GOAL >> Copy out all of the data below with "integer pixel values" replaced by "whole-number pixel coordinates" and everything else left as it is. Leave the pictures out.

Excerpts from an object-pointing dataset
+---+

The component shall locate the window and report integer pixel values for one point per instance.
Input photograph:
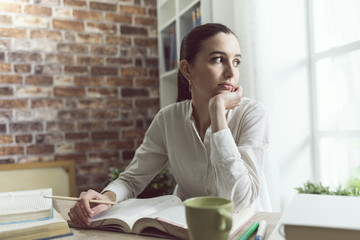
(334, 34)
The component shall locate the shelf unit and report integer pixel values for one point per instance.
(174, 16)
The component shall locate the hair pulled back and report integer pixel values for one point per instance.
(190, 46)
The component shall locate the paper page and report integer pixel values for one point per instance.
(133, 209)
(16, 205)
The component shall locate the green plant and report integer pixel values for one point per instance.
(318, 188)
(162, 184)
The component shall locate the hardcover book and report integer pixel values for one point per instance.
(162, 216)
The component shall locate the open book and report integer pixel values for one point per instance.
(160, 216)
(23, 206)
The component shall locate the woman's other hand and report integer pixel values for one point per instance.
(83, 210)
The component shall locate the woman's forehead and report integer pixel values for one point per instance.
(223, 42)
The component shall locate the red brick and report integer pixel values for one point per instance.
(77, 136)
(60, 126)
(120, 124)
(89, 15)
(68, 25)
(133, 10)
(37, 10)
(104, 135)
(39, 80)
(89, 38)
(119, 103)
(147, 103)
(103, 6)
(101, 28)
(72, 48)
(115, 81)
(6, 92)
(118, 40)
(103, 92)
(75, 69)
(10, 7)
(85, 104)
(75, 3)
(90, 61)
(78, 158)
(122, 144)
(24, 57)
(146, 21)
(120, 61)
(11, 150)
(108, 71)
(104, 156)
(91, 126)
(47, 103)
(13, 32)
(105, 114)
(59, 58)
(130, 30)
(69, 92)
(45, 34)
(14, 104)
(104, 50)
(40, 149)
(146, 42)
(23, 139)
(22, 68)
(6, 139)
(88, 81)
(5, 67)
(134, 72)
(119, 18)
(145, 82)
(10, 79)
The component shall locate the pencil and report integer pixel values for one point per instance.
(78, 199)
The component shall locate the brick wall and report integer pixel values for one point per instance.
(78, 80)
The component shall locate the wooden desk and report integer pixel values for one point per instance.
(63, 208)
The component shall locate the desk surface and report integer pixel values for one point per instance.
(63, 208)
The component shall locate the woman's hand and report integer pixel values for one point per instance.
(219, 103)
(83, 210)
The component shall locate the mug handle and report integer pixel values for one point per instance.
(224, 221)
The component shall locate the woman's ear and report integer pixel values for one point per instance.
(185, 69)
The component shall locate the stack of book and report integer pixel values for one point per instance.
(28, 215)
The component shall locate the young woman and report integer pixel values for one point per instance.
(213, 138)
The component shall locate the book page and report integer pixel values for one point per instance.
(133, 209)
(25, 205)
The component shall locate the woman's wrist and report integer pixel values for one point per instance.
(109, 195)
(217, 114)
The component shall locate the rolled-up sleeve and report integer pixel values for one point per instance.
(237, 156)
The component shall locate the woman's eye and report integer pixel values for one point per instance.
(217, 59)
(237, 63)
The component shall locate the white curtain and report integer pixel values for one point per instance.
(273, 40)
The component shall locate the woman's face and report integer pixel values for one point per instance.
(216, 66)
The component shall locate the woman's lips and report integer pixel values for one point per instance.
(226, 86)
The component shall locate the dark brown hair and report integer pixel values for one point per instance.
(190, 46)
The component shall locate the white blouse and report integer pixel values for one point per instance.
(228, 160)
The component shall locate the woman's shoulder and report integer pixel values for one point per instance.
(176, 109)
(249, 104)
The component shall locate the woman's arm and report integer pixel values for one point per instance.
(238, 162)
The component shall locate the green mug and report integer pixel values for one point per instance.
(209, 218)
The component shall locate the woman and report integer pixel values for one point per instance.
(213, 138)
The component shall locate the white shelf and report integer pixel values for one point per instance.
(174, 13)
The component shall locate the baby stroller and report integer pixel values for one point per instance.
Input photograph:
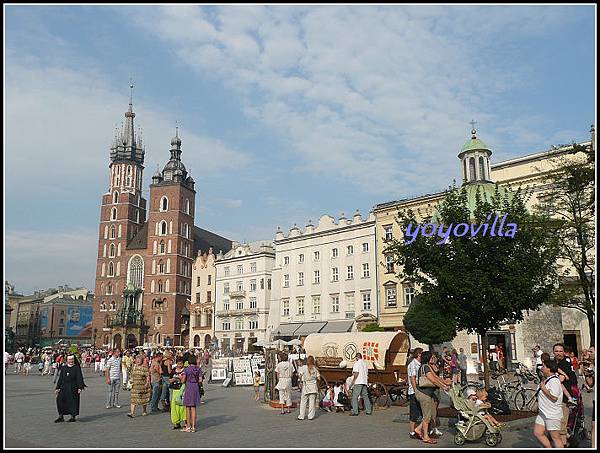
(471, 426)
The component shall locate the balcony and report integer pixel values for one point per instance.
(238, 312)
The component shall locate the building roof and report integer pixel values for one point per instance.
(204, 239)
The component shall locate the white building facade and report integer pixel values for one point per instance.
(325, 277)
(243, 294)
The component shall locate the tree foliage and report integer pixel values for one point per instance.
(429, 323)
(485, 280)
(569, 202)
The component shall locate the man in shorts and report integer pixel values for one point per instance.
(550, 414)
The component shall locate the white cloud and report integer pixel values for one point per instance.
(360, 94)
(47, 259)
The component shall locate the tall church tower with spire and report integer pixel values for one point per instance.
(122, 215)
(170, 235)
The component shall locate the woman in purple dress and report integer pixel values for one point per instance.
(192, 376)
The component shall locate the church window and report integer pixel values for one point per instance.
(164, 204)
(472, 176)
(481, 168)
(136, 271)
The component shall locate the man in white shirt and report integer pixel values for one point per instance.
(414, 408)
(113, 379)
(550, 406)
(360, 380)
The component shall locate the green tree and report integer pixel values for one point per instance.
(429, 323)
(569, 201)
(484, 280)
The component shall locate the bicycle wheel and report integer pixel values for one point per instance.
(520, 400)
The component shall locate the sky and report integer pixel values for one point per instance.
(286, 113)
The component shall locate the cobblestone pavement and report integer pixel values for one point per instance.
(229, 418)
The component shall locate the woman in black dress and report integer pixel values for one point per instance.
(69, 386)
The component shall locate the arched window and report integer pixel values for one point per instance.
(472, 175)
(136, 271)
(482, 168)
(164, 204)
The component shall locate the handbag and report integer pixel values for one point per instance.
(424, 381)
(179, 398)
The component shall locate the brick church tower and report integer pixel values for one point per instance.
(122, 215)
(170, 251)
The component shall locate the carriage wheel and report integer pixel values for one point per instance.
(323, 385)
(380, 396)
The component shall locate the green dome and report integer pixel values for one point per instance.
(486, 191)
(473, 144)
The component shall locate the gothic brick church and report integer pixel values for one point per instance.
(146, 249)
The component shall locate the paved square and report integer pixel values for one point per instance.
(230, 418)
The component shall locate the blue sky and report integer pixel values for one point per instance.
(286, 112)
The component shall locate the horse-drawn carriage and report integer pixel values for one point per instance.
(386, 355)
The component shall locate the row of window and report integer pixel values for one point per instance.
(163, 205)
(239, 325)
(335, 275)
(239, 304)
(334, 254)
(208, 281)
(240, 269)
(240, 285)
(334, 304)
(113, 216)
(162, 247)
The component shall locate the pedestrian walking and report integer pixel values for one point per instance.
(360, 381)
(192, 377)
(309, 376)
(113, 380)
(140, 386)
(68, 389)
(283, 370)
(550, 406)
(414, 409)
(178, 413)
(428, 382)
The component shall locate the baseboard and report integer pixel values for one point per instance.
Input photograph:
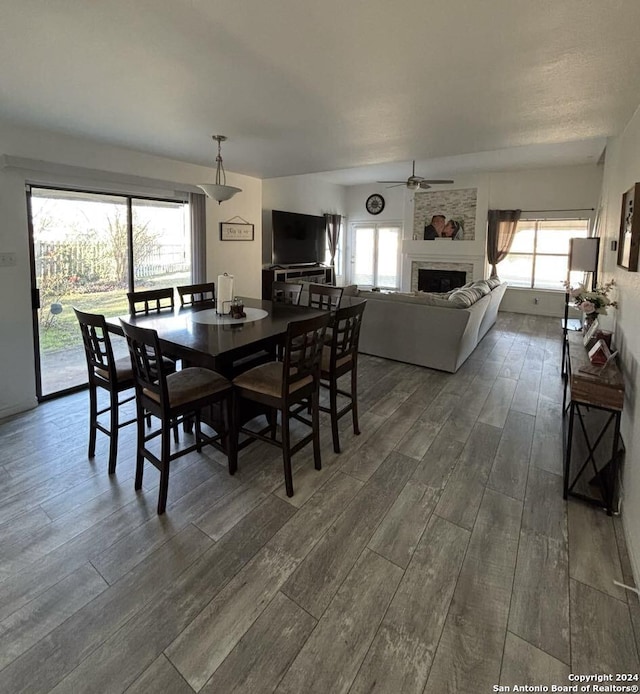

+---+

TASK ANSWER >>
The component shall locate the window and report whole-number pixel coordinates for one point per instance.
Input photograph:
(334, 34)
The component shall locate the shelf unit and report whole-number pixel coordinates for one point per instance.
(174, 16)
The component shall locate the hair pulled back and report whole-number pixel coordinates for one point per instance.
(190, 46)
The component shall locate the paper page and report whole-number pixel coordinates for one point per instance.
(133, 209)
(16, 205)
The component shall locate the green plant and report whole-number pixel coordinates for one point per instance.
(318, 188)
(162, 184)
The component shall locate the hardcover book and report whole-number pixel coordinates for one point per instance.
(162, 216)
The component shall locate the open book and report whole-number pixel coordinates for one point per instance.
(160, 216)
(23, 206)
The component shall locate the woman's other hand and report whole-number pixel coordinates for one point per instance.
(83, 210)
The component shall locate the woman's forehead and report whole-number pixel coordinates for one point per instance.
(223, 42)
The component shall locate the red brick and report whole-number pixel coordinates for one point per instance.
(77, 136)
(60, 126)
(120, 124)
(89, 15)
(68, 25)
(133, 10)
(37, 10)
(104, 135)
(39, 80)
(89, 38)
(119, 103)
(147, 103)
(103, 6)
(101, 28)
(72, 48)
(115, 81)
(6, 92)
(118, 40)
(103, 92)
(75, 69)
(10, 7)
(85, 104)
(75, 3)
(90, 61)
(78, 158)
(122, 144)
(24, 57)
(146, 21)
(120, 61)
(11, 150)
(108, 71)
(104, 156)
(91, 126)
(47, 103)
(13, 32)
(105, 114)
(59, 58)
(130, 30)
(69, 92)
(45, 34)
(14, 104)
(104, 50)
(40, 149)
(146, 42)
(23, 139)
(22, 68)
(6, 139)
(88, 81)
(5, 67)
(134, 72)
(119, 18)
(145, 82)
(10, 79)
The component shall locate the pencil and report whole-number pixel coordinates for one point per instance.
(78, 199)
The component shall locate the brick wall and report whole-number pixel coordinates for one point per instance.
(78, 80)
The component shall locate the wooden desk and report whole-number pixel coordinates for one point per instance.
(63, 208)
The component shall locate the desk surface and report whole-number pixel coordinates for one point per instance.
(63, 208)
The component shall locate the woman's hand and report whole-number pixel coordinates for one point per instance.
(219, 103)
(83, 210)
The component shall locate the mug handle and report whole-number pixel coordinates for one point per instance.
(224, 221)
The component shall locate the woman's ear and report whole-number pixel coordinates for one point per instance.
(185, 69)
The component shall locate the stack of book and report whole-number pixel coordinates for one point per instance.
(28, 215)
The component shall locate the young woman and report whole-number pixel coordinates for one point per instance.
(213, 138)
The component shall locate the book page and report whole-number pixel coordinates for one point per instance.
(133, 209)
(25, 205)
The component shall locate the woman's wrist and report whole-number pixel coordinates for one point per instance.
(109, 195)
(217, 114)
The component shall locate the rolled-up sleeve and report whole-number pixel coordinates for one point per instance.
(237, 156)
The component shall locate the woman's eye and report whole-number pixel coordinates for one point per instance.
(217, 59)
(237, 63)
The component shall locate the white curtain and report whole-number pixel coordinates for one point per instance.
(273, 40)
The component shall locate the woman's face and report whole-number pixel coordinates for one point per instance.
(216, 66)
The component shall locate the woman's lips and report whole-number pixel coordinates for one point per instance.
(226, 86)
The component shall locate the dark brown hair and report whole-number pixel coordinates for one point per instance.
(190, 46)
The component shall locate the white blouse and report whole-number pixel coordinates for one point per instance.
(228, 160)
The component shall locate the woman's shoulder and report whole-number pixel coordinates for one point per instance.
(176, 109)
(249, 104)
The component shall locate the woman's arm and report whole-number pixel coordinates for one point per instance.
(238, 162)
The component shall locate the green mug and report whole-number pixel coordinates for one point per instance.
(209, 218)
The component shall locate the woman and report whole-number pixel coordinates for one point per instance.
(213, 138)
The component shall locate the white shelf and report whole-number pixel coordinates for one point per instance.
(174, 13)
The component shall locate the baby stroller and report whole-number pixel coordinates for one point per instance.
Input photograph:
(471, 426)
The component shall locate the balcony and report whole-number pixel coordinates for one point per instance.
(238, 312)
The component shall locate the building roof and report whole-number pixel coordinates for one point per instance.
(204, 239)
The component shall locate the white building facade and report whole-number pixel coordinates for one point per instance.
(325, 277)
(243, 294)
The component shall locate the tree foliage and report whole-number pixel coordinates for one point per instance.
(429, 323)
(485, 280)
(569, 202)
The component shall locate the man in shorts and report whole-number pixel coordinates for one point per instance.
(550, 414)
The component shall locate the white cloud and report whole-number pixel coordinates for one point per instance.
(360, 94)
(47, 259)
The component shall locate the tall church tower with spire and report whole-number pixel coordinates for one point per instance.
(122, 215)
(170, 235)
The component shall locate the woman in purple dress and report whole-number pixel coordinates for one point per instance.
(192, 376)
The component shall locate the church window and report whole-number pixel coordinates for one point per instance.
(164, 204)
(472, 176)
(481, 168)
(136, 271)
The component shall locate the man in white shirt and report whole-number pixel coordinates for one point per instance.
(414, 408)
(113, 379)
(550, 406)
(360, 380)
The component shall locate the green tree and report whole-number pixel coordinates for one point per instance.
(429, 323)
(569, 201)
(484, 280)
The component shall locate the bicycle wheel and report whole-number pixel coordinates for one point per instance.
(520, 400)
The component shall locate the sky and report whole-number pixel coordinates for one point per instance.
(286, 113)
The component shall locate the cobblestone pavement and report whole-number pixel coordinates for one point per instance.
(229, 418)
The component shall locate the woman in black dress and report whole-number pixel coordinates for one point per instance.
(69, 386)
The component shall locate the arched window and report whole-number pixel coordinates for one point per instance.
(472, 175)
(136, 271)
(482, 168)
(164, 204)
The component shall locate the handbag and report whole-number pixel coordinates for one point per instance.
(424, 381)
(179, 398)
The component shall locate the brick church tower and report whole-number pixel coordinates for one point per instance.
(122, 215)
(170, 251)
The component shall locate the carriage wheel and report whole-number pixel coordinates for one point per instance.
(323, 385)
(380, 396)
The component shall locate the green dome and report whole-number pixel coordinates for one point per instance.
(486, 191)
(473, 144)
The component shall locate the gothic brick church and report whole-number pixel coordinates for one point per instance.
(146, 249)
The component shall locate the paved square and report whole-number pixel coordinates for one point per instance.
(230, 418)
The component shall locate the blue sky and report whole-number pixel coordinates for one point per instance.
(286, 112)
The component shall locate the horse-drawn carriage and report whole-number pixel coordinates for one point per instance.
(386, 355)
The component shall locate the row of window and report whole-number pixel coordinates for one point per instance.
(163, 205)
(239, 325)
(335, 275)
(239, 304)
(334, 254)
(208, 281)
(240, 269)
(240, 285)
(334, 304)
(113, 216)
(162, 247)
The component shall locate the pedestrian walking and report whole-number pixel coordinates for one point per instance.
(360, 381)
(192, 377)
(309, 376)
(113, 380)
(140, 386)
(68, 389)
(283, 370)
(550, 406)
(414, 409)
(178, 413)
(428, 382)
The component shall locate the baseboard and report whole-number pixel coordinates for one point per instance.
Input photograph:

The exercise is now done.